EXCERPT TO READ:
-- -- --

In reviewing a motion to compel arbitration, the "court accepts as true the allegations in the complaint that relate to the underlying dispute between the parties." Berkeley Cty. Sch. Dist. v. Hub Int'l Ltd., 944 F.3d 225, 233 (4th Cir. 2019) (quotations omitted). If, however, the "'making of the arbitration agreement be in issue,' then 'the court shall proceed summarily to the trial thereof.'" Id. (quoting 9 U.S.C. § 4). The court is obliged to conduct a trial only "when a party unequivocally denies 'that an arbitration agreement exists,' and 'show[s] sufficient facts in support thereof," under a summary judgment standard. Id. (quoting Chorley Enters., Inc. v. Dickey's Barbecue Rests., Inc., 807 F.3d 553, 564 (4th Cir. 2015)).

When faced with a motion to compel arbitration, the court analyzes only two "gateway matter[s]." Howsam v. Dean Witter Reynolds, Inc., 537 U.S. 79, 83 (2006). First, the court must determine whether "a valid agreement to arbitrate exists between the parties." Hooters of Am., Inc. v. Phillips, 173 F.3d 933, 938 (4th Cir. 1999). Second, where the court concludes there is such an agreement, the court next asks whether "the specific dispute falls within the substantive scope of that agreement." Id.

-- -- --

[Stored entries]
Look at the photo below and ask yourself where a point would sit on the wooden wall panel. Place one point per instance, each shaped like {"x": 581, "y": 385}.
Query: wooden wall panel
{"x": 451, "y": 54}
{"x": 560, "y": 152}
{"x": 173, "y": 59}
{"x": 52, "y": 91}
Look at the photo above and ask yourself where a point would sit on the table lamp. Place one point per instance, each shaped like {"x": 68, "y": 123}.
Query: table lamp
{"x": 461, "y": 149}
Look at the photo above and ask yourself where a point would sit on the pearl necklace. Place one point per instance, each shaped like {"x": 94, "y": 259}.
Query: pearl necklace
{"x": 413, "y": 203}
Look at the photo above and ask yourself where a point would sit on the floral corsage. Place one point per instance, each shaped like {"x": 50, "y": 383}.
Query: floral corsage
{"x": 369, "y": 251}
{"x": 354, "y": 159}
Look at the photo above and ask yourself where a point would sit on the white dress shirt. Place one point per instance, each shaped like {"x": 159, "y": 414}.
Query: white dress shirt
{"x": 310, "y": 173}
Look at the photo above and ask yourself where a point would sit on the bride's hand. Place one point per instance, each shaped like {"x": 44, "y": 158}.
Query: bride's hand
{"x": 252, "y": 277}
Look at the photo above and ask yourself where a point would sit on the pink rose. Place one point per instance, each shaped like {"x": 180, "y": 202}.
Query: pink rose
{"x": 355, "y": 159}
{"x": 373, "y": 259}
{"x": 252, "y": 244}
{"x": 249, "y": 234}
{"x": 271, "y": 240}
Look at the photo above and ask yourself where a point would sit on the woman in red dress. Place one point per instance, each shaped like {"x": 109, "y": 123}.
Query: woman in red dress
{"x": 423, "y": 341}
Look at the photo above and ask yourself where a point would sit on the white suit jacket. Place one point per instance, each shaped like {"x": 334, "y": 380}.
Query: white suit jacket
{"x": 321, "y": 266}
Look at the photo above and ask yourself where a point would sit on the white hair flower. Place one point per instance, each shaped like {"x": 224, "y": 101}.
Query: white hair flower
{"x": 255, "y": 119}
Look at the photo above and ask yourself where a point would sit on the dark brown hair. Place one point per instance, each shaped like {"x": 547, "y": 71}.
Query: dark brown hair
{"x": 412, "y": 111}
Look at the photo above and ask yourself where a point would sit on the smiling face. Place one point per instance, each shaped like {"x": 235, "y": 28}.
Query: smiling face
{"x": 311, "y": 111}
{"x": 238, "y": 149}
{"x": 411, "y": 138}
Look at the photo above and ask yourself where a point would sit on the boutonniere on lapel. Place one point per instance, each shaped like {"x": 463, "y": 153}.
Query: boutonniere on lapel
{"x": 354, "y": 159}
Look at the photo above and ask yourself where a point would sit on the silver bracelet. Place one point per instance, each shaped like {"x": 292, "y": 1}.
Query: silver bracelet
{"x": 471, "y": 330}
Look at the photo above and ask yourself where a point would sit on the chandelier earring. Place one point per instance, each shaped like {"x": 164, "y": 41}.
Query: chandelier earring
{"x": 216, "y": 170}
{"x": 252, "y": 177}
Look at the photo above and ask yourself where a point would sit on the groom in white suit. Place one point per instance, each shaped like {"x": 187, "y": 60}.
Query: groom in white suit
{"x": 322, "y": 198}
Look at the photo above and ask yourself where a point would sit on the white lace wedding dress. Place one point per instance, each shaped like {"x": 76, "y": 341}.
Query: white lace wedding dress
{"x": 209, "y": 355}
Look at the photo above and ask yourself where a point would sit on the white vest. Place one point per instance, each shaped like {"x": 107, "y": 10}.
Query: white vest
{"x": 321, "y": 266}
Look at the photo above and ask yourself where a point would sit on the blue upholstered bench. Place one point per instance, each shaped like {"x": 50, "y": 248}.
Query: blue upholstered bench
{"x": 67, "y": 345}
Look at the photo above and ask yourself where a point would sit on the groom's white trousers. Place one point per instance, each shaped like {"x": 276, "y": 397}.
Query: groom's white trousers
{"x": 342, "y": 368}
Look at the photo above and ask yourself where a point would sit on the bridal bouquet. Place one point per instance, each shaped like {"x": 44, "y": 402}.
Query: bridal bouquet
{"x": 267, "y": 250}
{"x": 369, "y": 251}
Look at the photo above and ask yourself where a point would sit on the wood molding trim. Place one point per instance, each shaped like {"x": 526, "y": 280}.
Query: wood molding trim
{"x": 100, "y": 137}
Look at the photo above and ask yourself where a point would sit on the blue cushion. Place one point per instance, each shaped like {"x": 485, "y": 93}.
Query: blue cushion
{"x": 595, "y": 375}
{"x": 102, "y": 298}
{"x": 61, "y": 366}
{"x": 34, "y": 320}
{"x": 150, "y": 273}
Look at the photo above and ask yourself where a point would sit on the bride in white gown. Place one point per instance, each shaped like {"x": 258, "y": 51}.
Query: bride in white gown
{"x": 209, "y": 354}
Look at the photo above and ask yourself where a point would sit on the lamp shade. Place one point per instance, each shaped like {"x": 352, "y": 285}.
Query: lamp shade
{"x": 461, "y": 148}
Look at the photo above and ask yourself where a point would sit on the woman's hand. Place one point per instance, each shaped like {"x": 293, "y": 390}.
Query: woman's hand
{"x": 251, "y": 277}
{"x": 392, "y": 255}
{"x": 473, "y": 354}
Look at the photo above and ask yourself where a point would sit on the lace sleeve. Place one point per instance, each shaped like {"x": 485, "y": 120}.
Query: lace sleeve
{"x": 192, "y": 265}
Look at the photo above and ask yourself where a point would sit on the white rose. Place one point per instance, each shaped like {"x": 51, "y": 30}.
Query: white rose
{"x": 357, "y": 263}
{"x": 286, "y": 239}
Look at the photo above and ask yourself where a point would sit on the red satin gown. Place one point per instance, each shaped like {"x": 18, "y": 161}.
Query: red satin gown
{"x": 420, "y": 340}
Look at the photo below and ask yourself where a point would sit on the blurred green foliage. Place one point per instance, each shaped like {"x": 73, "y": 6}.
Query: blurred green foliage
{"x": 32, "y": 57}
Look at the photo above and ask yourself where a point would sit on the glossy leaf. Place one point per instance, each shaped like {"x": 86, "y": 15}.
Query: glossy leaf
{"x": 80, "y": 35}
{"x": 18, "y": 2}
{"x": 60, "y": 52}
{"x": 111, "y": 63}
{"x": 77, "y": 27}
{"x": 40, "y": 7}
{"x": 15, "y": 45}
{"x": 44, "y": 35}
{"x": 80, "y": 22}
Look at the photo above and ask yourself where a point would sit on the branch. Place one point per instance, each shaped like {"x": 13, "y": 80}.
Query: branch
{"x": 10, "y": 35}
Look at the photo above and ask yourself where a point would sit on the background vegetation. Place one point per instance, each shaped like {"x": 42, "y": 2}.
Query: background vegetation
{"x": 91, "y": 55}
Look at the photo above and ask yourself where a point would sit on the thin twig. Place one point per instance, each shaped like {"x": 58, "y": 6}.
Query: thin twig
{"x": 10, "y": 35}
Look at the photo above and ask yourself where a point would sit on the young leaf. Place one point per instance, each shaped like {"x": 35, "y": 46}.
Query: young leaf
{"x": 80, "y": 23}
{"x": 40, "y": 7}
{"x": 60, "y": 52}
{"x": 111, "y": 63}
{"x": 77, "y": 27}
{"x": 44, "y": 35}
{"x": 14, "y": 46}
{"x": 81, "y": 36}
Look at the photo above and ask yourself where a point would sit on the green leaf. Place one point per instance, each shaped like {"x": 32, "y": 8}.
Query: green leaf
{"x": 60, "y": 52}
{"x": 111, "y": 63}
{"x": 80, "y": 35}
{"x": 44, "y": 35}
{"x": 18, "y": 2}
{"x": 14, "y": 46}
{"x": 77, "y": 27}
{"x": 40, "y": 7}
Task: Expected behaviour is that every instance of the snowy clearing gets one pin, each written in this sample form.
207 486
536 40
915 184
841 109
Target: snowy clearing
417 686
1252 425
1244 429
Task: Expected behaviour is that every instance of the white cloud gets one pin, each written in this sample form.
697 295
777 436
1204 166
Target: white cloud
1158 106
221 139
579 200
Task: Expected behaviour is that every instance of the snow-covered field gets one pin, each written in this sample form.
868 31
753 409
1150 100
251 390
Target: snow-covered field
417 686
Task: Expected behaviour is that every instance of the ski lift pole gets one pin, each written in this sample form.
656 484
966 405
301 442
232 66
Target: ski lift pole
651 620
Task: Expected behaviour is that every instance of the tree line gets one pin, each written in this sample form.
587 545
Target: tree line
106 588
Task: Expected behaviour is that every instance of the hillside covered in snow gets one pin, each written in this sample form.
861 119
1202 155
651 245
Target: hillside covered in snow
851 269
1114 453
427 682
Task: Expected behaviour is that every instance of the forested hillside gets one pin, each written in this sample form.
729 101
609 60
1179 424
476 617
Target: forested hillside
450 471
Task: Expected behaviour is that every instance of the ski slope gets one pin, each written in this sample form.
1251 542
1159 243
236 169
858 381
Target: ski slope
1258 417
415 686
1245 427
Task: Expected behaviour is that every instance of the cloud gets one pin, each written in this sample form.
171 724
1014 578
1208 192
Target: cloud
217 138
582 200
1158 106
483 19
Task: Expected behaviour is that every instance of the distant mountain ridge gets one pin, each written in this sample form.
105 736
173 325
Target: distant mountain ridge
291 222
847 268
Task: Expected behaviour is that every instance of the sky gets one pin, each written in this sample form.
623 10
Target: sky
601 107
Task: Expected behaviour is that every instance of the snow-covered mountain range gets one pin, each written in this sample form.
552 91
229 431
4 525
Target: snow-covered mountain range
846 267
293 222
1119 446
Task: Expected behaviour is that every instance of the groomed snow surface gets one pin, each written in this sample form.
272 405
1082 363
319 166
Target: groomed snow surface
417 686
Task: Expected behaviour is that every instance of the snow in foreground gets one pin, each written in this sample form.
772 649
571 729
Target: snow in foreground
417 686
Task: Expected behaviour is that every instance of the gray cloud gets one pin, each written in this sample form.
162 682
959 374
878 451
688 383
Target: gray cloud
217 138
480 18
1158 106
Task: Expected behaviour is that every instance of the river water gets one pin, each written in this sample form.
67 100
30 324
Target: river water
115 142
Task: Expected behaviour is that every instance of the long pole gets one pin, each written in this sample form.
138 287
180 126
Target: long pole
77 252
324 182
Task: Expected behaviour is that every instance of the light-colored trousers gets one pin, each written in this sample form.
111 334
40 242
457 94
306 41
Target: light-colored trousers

-- -- --

GIVEN EXERCISE A: In the passage on motions to compel arbitration, write out everything from "In reviewing a" down to "(4th Cir. 2015)).".
GIVEN EXERCISE B:
Using the passage on motions to compel arbitration, answer these questions:
(i) How many "gateway matter[s]" does the court analyze when faced with a motion to compel arbitration?
(ii) Which statute does the Berkeley Cty. Sch. Dist. v. Hub Int'l Ltd. opinion quote regarding a trial on the making of the arbitration agreement?
(iii) In what year was Hooters of Am., Inc. v. Phillips decided?
GIVEN EXERCISE C: List every court case cited by name in the passage on motions to compel arbitration.

FULL ANSWER A:
In reviewing a motion to compel arbitration, the "court accepts as true the allegations in the complaint that relate to the underlying dispute between the parties." Berkeley Cty. Sch. Dist. v. Hub Int'l Ltd., 944 F.3d 225, 233 (4th Cir. 2019) (quotations omitted). If, however, the "'making of the arbitration agreement be in issue,' then 'the court shall proceed summarily to the trial thereof.'" Id. (quoting 9 U.S.C. § 4). The court is obliged to conduct a trial only "when a party unequivocally denies 'that an arbitration agreement exists,' and 'show[s] sufficient facts in support thereof," under a summary judgment standard. Id. (quoting Chorley Enters., Inc. v. Dickey's Barbecue Rests., Inc., 807 F.3d 553, 564 (4th Cir. 2015)).

FULL ANSWER B:
(i) Two.
(ii) 9 U.S.C. § 4.
(iii) 1999.

FULL ANSWER C:
Berkeley Cty. Sch. Dist. v. Hub Int'l Ltd.
Chorley Enters., Inc. v. Dickey's Barbecue Rests., Inc.
Howsam v. Dean Witter Reynolds, Inc.
Hooters of Am., Inc. v. Phillips